▼
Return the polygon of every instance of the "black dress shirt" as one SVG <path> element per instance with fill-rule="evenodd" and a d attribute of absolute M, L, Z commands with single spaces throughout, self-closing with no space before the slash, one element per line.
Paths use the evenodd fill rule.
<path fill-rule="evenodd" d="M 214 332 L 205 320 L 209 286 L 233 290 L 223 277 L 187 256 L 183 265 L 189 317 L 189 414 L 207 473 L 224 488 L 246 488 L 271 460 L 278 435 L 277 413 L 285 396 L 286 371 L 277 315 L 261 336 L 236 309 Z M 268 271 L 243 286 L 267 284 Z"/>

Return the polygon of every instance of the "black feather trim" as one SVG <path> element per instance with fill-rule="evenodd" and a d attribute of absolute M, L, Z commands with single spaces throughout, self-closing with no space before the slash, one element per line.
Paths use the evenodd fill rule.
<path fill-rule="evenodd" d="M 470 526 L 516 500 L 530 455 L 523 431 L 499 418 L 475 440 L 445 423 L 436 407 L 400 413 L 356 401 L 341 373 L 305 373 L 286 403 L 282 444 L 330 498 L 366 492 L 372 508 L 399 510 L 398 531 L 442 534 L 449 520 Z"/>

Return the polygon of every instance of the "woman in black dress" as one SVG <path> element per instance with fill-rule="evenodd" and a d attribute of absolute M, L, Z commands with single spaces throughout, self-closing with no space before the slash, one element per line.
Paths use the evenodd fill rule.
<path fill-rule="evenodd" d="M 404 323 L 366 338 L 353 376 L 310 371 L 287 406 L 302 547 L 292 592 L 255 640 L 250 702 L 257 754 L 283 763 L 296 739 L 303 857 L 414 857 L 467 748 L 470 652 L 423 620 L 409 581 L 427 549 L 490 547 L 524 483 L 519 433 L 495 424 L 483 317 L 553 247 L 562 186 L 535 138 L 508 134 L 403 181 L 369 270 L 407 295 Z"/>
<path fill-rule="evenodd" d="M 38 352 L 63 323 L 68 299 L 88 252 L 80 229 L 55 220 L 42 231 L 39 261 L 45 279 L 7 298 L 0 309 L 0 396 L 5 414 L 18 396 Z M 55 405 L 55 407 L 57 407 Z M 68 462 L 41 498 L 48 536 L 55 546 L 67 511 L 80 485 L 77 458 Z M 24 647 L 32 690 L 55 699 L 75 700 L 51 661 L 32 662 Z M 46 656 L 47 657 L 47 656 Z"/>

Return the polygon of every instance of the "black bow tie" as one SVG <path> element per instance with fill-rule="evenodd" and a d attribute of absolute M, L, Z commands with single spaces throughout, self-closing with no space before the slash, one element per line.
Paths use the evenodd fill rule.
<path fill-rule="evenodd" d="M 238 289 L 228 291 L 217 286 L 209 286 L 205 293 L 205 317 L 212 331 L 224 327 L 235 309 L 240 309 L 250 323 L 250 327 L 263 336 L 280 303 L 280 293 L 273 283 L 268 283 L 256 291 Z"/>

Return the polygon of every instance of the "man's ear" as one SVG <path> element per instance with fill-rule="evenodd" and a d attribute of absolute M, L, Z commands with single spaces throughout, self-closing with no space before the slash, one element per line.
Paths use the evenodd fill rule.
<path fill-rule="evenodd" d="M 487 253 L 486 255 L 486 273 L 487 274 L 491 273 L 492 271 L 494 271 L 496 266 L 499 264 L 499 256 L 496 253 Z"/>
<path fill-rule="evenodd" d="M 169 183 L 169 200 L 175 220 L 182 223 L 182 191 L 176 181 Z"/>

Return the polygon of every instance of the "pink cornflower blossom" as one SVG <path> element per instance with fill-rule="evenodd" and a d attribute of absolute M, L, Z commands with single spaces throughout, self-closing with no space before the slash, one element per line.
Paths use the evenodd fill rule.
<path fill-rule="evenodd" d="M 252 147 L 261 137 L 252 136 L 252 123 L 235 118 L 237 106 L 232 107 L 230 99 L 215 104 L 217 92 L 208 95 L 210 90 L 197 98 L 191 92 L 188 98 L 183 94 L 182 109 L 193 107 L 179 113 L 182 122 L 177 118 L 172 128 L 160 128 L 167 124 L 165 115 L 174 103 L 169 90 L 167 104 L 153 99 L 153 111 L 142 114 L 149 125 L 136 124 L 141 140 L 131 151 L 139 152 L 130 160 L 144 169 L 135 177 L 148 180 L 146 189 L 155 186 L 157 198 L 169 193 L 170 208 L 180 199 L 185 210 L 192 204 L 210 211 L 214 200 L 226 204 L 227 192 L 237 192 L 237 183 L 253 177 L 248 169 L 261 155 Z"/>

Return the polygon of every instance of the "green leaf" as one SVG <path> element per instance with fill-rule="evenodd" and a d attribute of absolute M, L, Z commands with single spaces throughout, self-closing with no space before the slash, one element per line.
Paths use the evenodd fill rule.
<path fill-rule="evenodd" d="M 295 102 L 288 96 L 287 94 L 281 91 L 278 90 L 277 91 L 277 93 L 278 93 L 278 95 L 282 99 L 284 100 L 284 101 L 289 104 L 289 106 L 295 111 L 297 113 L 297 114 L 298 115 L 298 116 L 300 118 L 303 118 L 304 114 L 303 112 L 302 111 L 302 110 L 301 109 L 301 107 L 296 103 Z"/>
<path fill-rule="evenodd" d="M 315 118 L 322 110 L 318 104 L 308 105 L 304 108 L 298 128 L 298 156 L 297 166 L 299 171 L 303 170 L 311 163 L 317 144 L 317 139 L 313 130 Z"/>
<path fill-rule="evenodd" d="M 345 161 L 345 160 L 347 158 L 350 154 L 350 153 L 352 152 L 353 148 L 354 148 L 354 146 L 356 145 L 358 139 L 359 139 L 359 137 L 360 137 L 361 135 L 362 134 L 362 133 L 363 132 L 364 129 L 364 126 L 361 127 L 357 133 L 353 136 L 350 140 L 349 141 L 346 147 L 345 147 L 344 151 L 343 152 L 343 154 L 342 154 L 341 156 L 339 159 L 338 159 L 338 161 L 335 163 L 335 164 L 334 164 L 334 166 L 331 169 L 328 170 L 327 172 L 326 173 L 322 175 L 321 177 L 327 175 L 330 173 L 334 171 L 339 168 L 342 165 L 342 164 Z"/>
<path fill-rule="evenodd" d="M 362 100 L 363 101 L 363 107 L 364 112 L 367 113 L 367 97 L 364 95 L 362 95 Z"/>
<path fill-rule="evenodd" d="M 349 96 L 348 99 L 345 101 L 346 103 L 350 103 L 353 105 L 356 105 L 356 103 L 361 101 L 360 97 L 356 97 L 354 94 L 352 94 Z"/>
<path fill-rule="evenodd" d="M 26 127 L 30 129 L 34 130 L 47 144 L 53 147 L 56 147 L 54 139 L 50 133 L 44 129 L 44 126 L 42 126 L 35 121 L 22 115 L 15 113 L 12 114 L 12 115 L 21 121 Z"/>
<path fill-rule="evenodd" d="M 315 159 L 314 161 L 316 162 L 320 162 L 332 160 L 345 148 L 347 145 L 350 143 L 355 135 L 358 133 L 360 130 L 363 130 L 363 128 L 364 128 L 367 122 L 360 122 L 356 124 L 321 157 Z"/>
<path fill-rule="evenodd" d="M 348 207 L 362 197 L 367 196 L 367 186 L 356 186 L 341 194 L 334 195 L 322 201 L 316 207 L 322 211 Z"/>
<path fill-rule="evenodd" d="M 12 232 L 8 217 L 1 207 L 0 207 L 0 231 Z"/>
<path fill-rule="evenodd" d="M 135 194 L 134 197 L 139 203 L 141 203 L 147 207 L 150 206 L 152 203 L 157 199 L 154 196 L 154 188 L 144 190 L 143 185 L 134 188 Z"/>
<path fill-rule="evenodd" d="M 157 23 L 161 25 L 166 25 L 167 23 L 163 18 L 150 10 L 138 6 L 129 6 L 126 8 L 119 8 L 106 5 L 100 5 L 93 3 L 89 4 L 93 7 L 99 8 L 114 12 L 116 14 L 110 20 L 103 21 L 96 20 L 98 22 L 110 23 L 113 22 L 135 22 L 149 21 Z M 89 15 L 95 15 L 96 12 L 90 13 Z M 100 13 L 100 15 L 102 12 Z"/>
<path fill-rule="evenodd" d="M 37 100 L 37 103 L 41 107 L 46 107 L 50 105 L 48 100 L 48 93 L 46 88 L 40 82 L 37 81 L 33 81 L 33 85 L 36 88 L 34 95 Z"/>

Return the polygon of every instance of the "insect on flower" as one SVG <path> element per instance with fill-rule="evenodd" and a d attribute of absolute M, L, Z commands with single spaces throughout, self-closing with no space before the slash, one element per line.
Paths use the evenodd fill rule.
▲
TASK OBJECTIVE:
Express the data, from the beginning through the line containing "470 526 L 516", as a two-column CSV with the headers instruction and answer, one row per pair. Enclose each field in double quotes and replace any line breaks within it with spaces.

RESPONSE TO THIS EXERCISE:
instruction,answer
"Return the polygon of every instance of the ""black dress shirt"" as one SVG <path> element per instance with fill-rule=""evenodd"" and a d attribute of absolute M, L, Z commands with single spaces throughout, self-closing with no space before the slash, one element per line. Paths use the evenodd fill rule.","<path fill-rule=""evenodd"" d=""M 214 332 L 205 320 L 209 286 L 233 290 L 223 277 L 187 256 L 183 265 L 189 317 L 189 414 L 207 473 L 224 488 L 246 488 L 271 460 L 278 435 L 277 413 L 285 396 L 286 371 L 277 315 L 261 336 L 236 309 Z M 268 271 L 243 286 L 267 284 Z""/>"
"Return the polygon of every instance of the ""black feather trim"" as one SVG <path> element per instance with fill-rule=""evenodd"" and a d attribute of absolute M, L, Z commands with single spaces throughout, self-closing with no space before the slash, one element per line. Paths use the evenodd fill rule.","<path fill-rule=""evenodd"" d=""M 470 526 L 516 500 L 530 455 L 523 431 L 499 418 L 475 440 L 445 423 L 436 407 L 400 413 L 356 401 L 341 373 L 305 373 L 286 403 L 282 444 L 330 498 L 366 492 L 372 508 L 399 510 L 398 531 L 442 534 L 449 520 Z""/>"